**ASSIGNMENT:** Pick each line containing "marking" out of the records.

Referring expression pointing data:

+--

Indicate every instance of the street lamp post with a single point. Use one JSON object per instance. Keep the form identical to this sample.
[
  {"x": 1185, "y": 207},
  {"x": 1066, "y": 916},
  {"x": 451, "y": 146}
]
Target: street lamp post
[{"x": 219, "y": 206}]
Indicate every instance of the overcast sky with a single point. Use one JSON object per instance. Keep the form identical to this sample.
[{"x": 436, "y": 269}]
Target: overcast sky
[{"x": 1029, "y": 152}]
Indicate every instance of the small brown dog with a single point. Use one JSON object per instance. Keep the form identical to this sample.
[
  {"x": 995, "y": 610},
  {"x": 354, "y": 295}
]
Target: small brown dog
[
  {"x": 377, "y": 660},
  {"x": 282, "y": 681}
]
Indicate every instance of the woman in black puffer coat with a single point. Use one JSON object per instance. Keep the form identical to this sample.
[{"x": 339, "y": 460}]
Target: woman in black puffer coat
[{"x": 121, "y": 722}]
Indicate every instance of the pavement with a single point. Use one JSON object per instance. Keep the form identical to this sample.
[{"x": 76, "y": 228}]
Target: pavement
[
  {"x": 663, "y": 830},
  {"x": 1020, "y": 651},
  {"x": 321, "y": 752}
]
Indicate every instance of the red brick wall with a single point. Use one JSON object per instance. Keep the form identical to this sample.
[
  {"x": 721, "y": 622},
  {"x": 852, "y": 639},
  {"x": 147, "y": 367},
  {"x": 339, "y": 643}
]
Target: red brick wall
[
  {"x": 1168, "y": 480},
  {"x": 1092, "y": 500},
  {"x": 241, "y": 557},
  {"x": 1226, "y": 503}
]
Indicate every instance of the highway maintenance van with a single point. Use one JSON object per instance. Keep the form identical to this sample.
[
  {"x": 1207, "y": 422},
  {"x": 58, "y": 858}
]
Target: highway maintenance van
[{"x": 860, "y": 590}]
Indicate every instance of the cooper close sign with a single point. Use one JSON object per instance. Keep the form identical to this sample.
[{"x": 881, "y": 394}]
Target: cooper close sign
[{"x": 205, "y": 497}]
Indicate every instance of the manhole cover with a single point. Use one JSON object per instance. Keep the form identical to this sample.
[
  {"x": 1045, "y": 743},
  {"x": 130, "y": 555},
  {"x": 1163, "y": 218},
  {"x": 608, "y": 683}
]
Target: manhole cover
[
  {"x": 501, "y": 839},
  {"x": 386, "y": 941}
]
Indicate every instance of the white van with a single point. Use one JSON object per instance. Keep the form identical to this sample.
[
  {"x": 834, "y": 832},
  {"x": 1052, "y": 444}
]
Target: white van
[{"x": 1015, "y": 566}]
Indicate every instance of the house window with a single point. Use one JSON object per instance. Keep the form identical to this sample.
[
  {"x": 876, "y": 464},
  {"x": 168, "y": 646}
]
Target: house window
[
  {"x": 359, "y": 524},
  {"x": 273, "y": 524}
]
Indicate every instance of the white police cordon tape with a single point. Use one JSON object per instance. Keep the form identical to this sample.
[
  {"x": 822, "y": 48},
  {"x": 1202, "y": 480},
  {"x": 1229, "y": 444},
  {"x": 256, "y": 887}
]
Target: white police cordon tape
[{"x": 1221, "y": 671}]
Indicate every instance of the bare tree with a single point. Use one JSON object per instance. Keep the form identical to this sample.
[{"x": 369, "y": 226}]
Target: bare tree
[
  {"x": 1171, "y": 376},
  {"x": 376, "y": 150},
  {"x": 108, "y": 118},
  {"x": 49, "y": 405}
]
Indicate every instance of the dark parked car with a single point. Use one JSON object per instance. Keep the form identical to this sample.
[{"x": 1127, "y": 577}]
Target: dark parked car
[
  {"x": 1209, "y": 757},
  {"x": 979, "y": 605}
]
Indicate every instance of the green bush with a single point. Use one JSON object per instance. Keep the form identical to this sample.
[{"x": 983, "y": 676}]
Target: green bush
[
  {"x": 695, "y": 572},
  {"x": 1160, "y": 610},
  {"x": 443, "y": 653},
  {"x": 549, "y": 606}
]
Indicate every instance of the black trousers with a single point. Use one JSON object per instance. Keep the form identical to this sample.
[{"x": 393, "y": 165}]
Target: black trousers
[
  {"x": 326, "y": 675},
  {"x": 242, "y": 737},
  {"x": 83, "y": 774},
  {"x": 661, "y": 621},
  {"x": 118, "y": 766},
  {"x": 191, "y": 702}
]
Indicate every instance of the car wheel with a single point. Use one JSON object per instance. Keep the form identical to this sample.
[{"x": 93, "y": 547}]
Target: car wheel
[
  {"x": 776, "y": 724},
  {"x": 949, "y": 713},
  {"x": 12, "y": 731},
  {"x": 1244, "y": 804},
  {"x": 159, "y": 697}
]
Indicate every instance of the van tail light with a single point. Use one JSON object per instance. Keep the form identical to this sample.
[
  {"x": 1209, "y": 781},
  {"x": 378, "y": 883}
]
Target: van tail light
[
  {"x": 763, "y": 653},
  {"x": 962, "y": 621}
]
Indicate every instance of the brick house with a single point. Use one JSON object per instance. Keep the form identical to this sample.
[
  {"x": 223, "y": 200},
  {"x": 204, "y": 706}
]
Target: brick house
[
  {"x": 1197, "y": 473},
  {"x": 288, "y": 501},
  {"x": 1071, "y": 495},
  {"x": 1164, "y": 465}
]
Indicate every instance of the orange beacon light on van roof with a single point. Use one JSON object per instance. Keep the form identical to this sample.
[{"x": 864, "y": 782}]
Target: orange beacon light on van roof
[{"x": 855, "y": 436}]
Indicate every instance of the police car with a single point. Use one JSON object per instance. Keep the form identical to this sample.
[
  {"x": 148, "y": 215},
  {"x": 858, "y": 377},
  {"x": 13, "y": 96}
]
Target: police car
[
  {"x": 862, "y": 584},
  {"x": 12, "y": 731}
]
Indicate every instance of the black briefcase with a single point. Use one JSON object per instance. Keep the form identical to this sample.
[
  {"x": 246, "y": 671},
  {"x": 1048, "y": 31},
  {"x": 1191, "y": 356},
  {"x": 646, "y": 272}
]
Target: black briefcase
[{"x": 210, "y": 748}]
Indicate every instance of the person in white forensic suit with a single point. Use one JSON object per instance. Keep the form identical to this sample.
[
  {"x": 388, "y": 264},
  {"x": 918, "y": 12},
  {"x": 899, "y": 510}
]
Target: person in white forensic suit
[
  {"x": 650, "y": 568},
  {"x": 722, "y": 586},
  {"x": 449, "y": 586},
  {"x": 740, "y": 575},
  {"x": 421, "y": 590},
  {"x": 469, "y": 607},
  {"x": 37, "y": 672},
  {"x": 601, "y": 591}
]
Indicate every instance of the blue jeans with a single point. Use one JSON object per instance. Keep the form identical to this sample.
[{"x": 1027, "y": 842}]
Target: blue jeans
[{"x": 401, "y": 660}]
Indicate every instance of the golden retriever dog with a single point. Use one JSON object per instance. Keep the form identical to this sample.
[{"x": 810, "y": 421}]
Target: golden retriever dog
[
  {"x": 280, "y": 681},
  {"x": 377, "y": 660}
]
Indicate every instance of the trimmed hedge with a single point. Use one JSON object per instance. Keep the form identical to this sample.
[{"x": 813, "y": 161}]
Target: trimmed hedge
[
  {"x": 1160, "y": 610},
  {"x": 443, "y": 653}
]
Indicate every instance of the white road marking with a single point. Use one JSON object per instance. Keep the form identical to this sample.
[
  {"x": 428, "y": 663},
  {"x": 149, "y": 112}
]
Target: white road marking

+--

**TASK OUTPUT:**
Indicate every instance of the white road marking with a single point. Use one JSON object per instance. Keep the form identical to this sample.
Target: white road marking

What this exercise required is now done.